_Tarea por realizar:_
Prosigue el fragmento sobre el contagio del mercado financiero a partir de su última oración.

_Fragmento seleccionado:_

+++

Por lo mismo, las consecuencias económicas alcanzarán magnitudes sin precedentes. Valga la imagen, el mercado financiero ya se contagió. La volatilidad y las caídas de títulos accionarios superan todos los registros conocidos. Muy llamativamente, en las jornadas más recientes, al tiempo que caen las acciones, también caen incipientemente los bonos, comenzando a afectarse mercados tan vitales como los títulos de deuda del Tesoro Americano y el fondo de corto plazo. La huida no es desde las acciones a los bonos, lo que sería una “corrección normal”; la huida es hacia caja, hacia el dólar.

+++

_Datos proporcionados:_
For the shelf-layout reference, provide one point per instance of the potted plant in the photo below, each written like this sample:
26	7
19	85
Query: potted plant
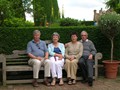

+++

_Tu respuesta:_
¿Por qué, si la crisis sanitaria será transitoria, observamos tamaña fuga hacia la caja? La explicación es que el mercado está anticipando una caída de enorme magnitud en el sector real de la economía. Y no se trata solo de las líneas aéreas y los restaurantes. Ya lo hemos visto en China, con una contracción de 13,5% del producto industrial en los dos primeros meses del año. Quien quiera sobrevivir al shock para contarlo, tiene un solo camino: blindarse con caja. De ahí los infructuosos intentos de los bancos centrales por calmar al mercado. En jerga técnica, la política monetaria se vuelve fútil porque los esfuerzos por aumentar la liquidez se ven frustrados por una contracción del multiplicador bancario y la aversión a otorgar créditos. En buen chileno, la cosa no funciona porque todo el mundo guarda la plata bajo el colchón.
“En las trincheras todos son creyentes y en las depresiones, todos keynesianos”, suele decirse. Agotada la política monetaria, toca emplear la fiscal, como ya se avizora en todos los países, Chile incluido. Si bien no se evitará una aguda desaceleración mundial, o incluso una recesión, al menos será un paliativo para los trimestres que se avecinan.
Hasta ahí los efectos de corto plazo, comunes a todos los países. Los de largo plazo, en cambio, dependerán de cada realidad.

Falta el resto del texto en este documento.